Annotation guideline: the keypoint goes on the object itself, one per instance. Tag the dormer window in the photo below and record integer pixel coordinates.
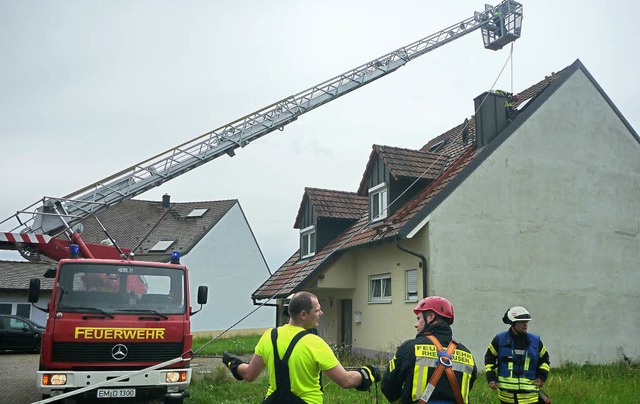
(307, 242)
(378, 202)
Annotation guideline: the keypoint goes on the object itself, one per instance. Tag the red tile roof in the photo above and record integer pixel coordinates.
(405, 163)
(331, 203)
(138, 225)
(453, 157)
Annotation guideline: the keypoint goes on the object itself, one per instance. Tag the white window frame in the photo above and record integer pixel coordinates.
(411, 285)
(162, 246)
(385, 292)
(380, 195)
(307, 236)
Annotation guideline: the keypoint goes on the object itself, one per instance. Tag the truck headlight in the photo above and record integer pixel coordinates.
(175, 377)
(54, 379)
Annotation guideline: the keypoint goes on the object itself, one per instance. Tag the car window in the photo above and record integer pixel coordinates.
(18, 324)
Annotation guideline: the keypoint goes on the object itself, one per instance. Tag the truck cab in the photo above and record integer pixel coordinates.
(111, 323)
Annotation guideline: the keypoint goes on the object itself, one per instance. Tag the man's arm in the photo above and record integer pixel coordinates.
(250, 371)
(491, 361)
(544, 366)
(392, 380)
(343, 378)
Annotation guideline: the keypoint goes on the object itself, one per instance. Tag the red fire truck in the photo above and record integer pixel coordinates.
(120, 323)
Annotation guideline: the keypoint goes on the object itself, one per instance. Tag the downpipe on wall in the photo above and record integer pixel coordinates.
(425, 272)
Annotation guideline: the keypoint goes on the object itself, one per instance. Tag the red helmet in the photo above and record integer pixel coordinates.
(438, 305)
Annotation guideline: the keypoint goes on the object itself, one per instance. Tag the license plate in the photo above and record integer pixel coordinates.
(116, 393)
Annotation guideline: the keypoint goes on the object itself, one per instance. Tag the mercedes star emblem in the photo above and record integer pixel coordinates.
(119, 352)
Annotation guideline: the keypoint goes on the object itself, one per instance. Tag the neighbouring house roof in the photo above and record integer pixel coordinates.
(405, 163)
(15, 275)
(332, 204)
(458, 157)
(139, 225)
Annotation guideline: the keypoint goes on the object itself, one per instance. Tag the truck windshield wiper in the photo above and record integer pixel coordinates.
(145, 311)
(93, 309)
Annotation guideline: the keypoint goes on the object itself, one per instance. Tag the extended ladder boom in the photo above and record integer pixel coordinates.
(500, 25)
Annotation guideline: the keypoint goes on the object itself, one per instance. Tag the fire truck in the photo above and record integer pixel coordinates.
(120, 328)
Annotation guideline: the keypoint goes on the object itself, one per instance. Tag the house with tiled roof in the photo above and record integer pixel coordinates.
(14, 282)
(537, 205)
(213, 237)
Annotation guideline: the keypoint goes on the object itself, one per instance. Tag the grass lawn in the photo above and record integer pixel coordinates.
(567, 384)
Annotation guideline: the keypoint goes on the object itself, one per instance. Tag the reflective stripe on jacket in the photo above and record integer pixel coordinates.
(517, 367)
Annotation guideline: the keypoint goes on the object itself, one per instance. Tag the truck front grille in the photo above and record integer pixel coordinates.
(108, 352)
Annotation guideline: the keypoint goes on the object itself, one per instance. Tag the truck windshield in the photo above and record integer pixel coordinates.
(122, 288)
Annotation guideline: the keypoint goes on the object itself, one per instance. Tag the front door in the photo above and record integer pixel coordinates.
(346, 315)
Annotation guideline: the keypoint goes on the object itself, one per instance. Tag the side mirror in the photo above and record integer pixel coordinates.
● ● ●
DIRECTIVE:
Repeat the listing in full and exactly. Do not include any images.

OUTPUT:
Annotation guideline: the keypoint goes on the object itself, one per instance. Tag the dormer window in the photo below and record integer pixel coordinates.
(307, 242)
(378, 202)
Annotation guideline: the keypoint goes on the object itself, one per instance. Tag the red tile roof in the photo above and record integer pixel coordinates.
(405, 163)
(331, 203)
(138, 225)
(453, 157)
Annotation guideline: the keypoint goes on the object itself, one per instance. Tag the white window frame in the photo above and record integer pixel coordinates.
(411, 285)
(162, 246)
(385, 292)
(380, 195)
(307, 236)
Annotation guideline: the keypoint goes on the object itself, one per instance. Tag the truck headlight in the photo above and record integer pixel coordinates.
(175, 377)
(54, 379)
Annotation guideline: the keypoint goes on the object itself, one per instance. Tag the car window in the photo above and record integer pixel coordinates.
(18, 324)
Annotation guideline: the keypoint goes on the object itself, one per instance. Tag the truck cab in the photo above and record integer pixel coordinates.
(111, 323)
Annotation guideline: the keypoint goes on the object itself, one per instance. Tag the man's arm in the photo above and record integer pixel coordinates.
(250, 371)
(491, 361)
(544, 366)
(392, 380)
(343, 378)
Annotation guideline: the keypoint goes on the object itself, one per instance. Tag the red fire truck in the photo above and record integer pixel coordinates.
(120, 323)
Annotation guideline: the keypoint goes on the object itself, one per instance. Tag the downpipe on wall in the photo above and record integer pixel coordinates.
(425, 272)
Annotation guideline: the keypoint goes on the object itself, one per instance. Tag the red helmet in the photo above and record integer pixel coordinates.
(438, 305)
Annotation guideline: the keypoint goes on the object itself, one per instance. Tag the license plate in the photo above and record integer pixel coordinates.
(116, 393)
Annotation guideline: the keypoint goes on the object itself, one per instance. Tag the mercedes star emblem in the photo above and record integer pixel coordinates.
(119, 352)
Annotation guideline: the keypoint goes on the object itself, one per instance. Tag the neighbouring house roof in the photo above and record integer pixel coordinates.
(405, 163)
(15, 275)
(332, 204)
(458, 157)
(139, 225)
Annotation guideline: the keypoint goes on the object itself, one per instance. Tag the truck windshield wiper in the photo above and record integer pixel coordinates.
(145, 311)
(93, 309)
Annotation guideline: the keypoint goes on the object itself, one per instance. Tag the extended ladder boom in the photo above and record integer pixel coordinates.
(500, 25)
Annotation guideline: the keypoint goes on the object itself, one per instance. Tag the fire truck in the photo above and record integer pixel coordinates.
(120, 328)
Annotation guideline: the keypoint goes on the object itself, one per instance. Tag the house with tiled roof in the photo above and record integer pixel coordinates.
(14, 282)
(537, 205)
(213, 237)
Annotation guideline: the keypoint goes on the object itself, one per instance. Tag the grass lawn in the photo above and record integer pixel coordinates.
(567, 384)
Annotation guideline: the keypoint goes on the object itself, one per instance. Tag the reflective stripe on jacket in the photo above and record integer pixel coordinates.
(517, 367)
Annotation guideline: the keypoint goes on the object itself, one per instance. Tag the truck front grille in the photo above and record integer pixel coordinates.
(108, 352)
Annotation guideline: the keypoint goes on the object itself, one per instance. Tag the truck windshield in the photo above and record integer pixel coordinates.
(122, 288)
Annotation guideline: the keypoint goes on the object itself, one per instance. Tag the front door in the photo above and record integer pixel coordinates.
(346, 315)
Annotation guideline: the keypoint goes on the object itself, one per instance. Tag the side mirror in the photo above and record integer pixel coordinates.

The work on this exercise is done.